Aim: Could you transcribe the passage below on modern philosophy word for word, from "We’re not going" to "nature of existence."?

-- start Text to read --

We’re not going to go into every detail of it, just as we didn’t go into every detail of previous philosophies, but the big difference in the Modern world and what came before is the developing new approach to reality (and here there really is a bright line comparison between the old and the new). And to understand this, we have to think ontologically – we have to think about the nature of existence.
Let’s go back a bit. The Empiricists, like John Locke, thought that we could know reality through the experience of our senses, that we could understand the objective world by living in it, breathing it, seeing it, hearing it, smelling it, touching it. The rationalists thought that we could understand reality simply by using our minds to figure it out. They are obviously fundamentally in disagreement about approach to ontology, but they did agree that there was an objective universe that could be understood.
By the time we get to the Modern Age, the most prominent theorists believe that there is no way of knowing the objective world. They take empiricism or rationality or any brand of thought you like and point out that it all comes to you vis-a-vis you. That is, the only thing you can know is what it is that you, as an individual, know. Reality, to you, is your own subjective reality. As Kirkegaard put it, we have subjective existence modified by objective reality, but can only know the subjective.

-- end Text to read --
-- start Raw data --

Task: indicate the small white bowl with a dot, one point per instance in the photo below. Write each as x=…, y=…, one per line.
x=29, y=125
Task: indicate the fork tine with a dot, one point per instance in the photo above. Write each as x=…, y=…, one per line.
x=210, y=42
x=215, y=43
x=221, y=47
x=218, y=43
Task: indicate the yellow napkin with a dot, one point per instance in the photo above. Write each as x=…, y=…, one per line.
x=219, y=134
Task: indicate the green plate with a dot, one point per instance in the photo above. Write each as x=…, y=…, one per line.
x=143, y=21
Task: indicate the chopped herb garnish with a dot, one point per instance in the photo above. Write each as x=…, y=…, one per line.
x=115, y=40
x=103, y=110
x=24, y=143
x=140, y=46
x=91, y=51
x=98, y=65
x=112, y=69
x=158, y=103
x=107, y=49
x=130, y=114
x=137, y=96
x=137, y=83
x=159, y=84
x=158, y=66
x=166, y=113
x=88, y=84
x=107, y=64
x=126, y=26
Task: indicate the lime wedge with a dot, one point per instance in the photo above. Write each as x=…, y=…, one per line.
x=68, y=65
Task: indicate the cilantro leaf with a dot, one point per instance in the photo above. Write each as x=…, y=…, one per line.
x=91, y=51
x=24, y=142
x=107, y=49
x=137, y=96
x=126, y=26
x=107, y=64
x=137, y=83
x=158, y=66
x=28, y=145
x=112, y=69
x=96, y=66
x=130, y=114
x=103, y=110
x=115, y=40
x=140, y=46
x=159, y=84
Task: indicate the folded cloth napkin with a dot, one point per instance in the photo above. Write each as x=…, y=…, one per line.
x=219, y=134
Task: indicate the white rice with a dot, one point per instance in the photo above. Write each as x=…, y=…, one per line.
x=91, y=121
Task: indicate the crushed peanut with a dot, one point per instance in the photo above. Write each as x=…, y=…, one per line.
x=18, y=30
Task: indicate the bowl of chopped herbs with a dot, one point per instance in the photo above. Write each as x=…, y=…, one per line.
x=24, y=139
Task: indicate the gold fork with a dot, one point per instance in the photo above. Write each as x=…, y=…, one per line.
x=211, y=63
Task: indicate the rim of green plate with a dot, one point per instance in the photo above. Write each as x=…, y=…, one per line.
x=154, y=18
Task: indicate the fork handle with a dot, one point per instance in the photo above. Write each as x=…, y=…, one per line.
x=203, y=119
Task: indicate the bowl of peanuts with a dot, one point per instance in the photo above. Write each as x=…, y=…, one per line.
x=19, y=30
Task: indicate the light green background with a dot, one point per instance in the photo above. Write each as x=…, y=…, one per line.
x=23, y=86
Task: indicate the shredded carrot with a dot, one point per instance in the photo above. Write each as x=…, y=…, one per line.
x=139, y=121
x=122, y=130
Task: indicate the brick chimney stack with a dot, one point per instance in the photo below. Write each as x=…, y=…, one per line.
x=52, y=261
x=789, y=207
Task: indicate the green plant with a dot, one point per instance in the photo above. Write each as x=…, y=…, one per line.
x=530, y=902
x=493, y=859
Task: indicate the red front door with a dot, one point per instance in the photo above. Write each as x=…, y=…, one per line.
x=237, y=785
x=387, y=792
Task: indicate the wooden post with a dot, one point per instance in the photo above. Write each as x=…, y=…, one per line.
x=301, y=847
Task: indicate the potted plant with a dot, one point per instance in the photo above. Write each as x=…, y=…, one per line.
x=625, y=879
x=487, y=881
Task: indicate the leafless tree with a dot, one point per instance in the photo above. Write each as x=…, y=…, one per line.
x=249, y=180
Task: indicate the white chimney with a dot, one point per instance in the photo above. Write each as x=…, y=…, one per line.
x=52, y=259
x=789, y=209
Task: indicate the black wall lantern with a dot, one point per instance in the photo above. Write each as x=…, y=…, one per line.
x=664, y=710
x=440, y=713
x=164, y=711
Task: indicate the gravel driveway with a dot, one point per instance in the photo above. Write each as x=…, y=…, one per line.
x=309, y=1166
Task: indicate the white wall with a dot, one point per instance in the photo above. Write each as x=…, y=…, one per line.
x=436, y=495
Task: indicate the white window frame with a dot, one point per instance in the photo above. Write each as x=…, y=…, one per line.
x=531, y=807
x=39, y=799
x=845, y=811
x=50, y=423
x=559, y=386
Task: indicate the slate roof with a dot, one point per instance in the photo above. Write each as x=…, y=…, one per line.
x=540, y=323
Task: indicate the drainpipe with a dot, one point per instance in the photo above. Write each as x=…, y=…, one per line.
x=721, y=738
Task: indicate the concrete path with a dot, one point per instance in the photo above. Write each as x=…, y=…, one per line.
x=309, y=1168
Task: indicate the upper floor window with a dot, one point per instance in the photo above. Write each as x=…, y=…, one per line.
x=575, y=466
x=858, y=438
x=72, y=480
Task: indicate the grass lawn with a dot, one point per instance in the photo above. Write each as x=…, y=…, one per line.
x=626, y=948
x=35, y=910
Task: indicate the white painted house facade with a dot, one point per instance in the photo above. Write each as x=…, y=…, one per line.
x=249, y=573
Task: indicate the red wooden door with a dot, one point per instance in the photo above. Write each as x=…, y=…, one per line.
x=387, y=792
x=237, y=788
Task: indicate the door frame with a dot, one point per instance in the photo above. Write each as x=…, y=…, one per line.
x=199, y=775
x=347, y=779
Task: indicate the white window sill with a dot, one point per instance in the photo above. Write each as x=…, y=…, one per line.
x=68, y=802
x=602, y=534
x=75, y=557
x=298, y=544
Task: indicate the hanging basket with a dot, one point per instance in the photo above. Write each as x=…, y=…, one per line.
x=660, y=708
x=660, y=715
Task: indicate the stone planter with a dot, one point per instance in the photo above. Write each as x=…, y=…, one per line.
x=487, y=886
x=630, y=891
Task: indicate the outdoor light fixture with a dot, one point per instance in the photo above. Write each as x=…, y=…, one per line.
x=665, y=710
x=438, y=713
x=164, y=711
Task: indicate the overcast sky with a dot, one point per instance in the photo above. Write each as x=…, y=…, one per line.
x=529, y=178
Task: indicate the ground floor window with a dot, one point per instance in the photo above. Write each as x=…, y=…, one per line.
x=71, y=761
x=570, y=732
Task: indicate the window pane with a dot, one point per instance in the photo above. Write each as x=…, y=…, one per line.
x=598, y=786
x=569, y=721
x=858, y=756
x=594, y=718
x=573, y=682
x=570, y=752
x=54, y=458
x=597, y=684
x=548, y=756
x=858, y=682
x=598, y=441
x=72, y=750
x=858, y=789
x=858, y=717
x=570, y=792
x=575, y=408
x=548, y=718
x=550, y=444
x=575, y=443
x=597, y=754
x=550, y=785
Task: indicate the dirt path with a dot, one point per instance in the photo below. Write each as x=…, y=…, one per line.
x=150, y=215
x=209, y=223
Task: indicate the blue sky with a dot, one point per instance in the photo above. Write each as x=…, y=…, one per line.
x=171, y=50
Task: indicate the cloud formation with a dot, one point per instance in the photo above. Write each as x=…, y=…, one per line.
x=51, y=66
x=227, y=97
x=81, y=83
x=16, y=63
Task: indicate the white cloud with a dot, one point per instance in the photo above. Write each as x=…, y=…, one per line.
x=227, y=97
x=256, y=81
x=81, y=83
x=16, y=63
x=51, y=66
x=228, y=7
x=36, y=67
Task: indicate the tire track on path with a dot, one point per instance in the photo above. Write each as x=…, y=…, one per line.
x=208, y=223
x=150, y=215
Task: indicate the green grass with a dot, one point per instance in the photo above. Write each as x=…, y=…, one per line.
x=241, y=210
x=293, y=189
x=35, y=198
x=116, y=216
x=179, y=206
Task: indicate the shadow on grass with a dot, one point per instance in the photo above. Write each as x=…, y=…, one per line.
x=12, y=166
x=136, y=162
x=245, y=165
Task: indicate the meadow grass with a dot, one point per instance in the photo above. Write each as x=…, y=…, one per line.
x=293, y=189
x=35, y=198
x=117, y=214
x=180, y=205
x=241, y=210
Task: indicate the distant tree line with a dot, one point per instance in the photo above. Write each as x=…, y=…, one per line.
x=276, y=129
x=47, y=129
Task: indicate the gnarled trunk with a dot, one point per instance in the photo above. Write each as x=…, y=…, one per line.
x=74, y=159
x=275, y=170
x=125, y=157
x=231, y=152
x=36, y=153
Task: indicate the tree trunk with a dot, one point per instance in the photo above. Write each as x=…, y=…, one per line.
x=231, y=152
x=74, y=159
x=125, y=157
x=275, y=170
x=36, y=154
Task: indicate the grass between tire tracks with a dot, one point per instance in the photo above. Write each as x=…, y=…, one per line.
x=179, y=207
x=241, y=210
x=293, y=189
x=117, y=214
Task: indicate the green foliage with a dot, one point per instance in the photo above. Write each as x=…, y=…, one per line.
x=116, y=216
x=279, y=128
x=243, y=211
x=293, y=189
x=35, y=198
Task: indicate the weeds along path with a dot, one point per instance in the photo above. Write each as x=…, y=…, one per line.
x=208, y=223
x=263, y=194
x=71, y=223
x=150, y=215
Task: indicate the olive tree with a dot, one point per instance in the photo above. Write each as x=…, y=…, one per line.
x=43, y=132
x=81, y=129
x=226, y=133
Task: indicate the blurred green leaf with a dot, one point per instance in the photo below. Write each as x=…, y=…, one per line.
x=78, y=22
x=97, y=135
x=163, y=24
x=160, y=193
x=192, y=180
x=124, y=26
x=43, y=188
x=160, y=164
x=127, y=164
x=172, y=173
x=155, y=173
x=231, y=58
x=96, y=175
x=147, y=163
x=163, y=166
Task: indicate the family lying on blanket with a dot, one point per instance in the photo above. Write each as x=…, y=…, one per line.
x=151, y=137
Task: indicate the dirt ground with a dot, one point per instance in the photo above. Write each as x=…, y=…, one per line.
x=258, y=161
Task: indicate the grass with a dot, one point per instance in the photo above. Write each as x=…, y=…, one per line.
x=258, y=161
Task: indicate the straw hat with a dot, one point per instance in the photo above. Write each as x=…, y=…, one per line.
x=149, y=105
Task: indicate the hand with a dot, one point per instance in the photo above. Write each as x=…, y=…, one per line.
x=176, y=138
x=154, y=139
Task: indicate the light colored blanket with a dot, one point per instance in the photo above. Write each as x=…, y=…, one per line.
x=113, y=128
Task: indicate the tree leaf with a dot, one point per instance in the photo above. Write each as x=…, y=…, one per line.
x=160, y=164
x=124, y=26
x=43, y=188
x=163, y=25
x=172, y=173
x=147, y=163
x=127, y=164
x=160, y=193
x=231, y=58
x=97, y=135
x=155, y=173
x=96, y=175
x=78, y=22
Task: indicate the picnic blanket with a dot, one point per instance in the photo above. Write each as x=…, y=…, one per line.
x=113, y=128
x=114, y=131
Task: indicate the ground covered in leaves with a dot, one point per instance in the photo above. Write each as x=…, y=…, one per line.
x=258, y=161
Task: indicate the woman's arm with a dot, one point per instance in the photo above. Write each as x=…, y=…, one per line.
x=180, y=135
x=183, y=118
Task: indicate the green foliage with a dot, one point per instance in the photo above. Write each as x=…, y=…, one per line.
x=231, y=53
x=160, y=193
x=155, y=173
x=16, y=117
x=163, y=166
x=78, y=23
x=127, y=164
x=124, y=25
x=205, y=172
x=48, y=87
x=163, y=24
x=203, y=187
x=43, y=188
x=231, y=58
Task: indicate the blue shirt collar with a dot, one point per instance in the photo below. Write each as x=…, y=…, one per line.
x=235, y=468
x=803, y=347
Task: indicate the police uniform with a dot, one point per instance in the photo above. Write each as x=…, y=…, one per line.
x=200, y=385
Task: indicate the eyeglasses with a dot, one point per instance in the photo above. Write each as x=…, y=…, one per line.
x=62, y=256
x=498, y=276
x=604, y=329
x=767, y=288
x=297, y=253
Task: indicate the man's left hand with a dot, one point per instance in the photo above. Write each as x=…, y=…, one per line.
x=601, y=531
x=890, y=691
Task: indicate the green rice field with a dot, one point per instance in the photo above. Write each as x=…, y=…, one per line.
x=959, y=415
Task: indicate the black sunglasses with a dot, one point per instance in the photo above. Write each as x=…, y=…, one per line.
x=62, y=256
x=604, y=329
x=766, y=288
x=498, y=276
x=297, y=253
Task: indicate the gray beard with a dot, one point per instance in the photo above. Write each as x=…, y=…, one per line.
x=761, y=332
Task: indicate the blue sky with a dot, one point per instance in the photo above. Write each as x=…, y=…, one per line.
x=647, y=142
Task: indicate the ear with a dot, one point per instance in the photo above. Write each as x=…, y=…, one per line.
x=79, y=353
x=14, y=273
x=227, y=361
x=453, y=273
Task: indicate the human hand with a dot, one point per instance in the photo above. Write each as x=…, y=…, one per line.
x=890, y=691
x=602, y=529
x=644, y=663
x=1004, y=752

-- end Raw data --

Response to this exercise:
We’re not going to go into every detail of it, just as we didn’t go into every detail of previous philosophies, but the big difference in the Modern world and what came before is the developing new approach to reality (and here there really is a bright line comparison between the old and the new). And to understand this, we have to think ontologically – we have to think about the nature of existence.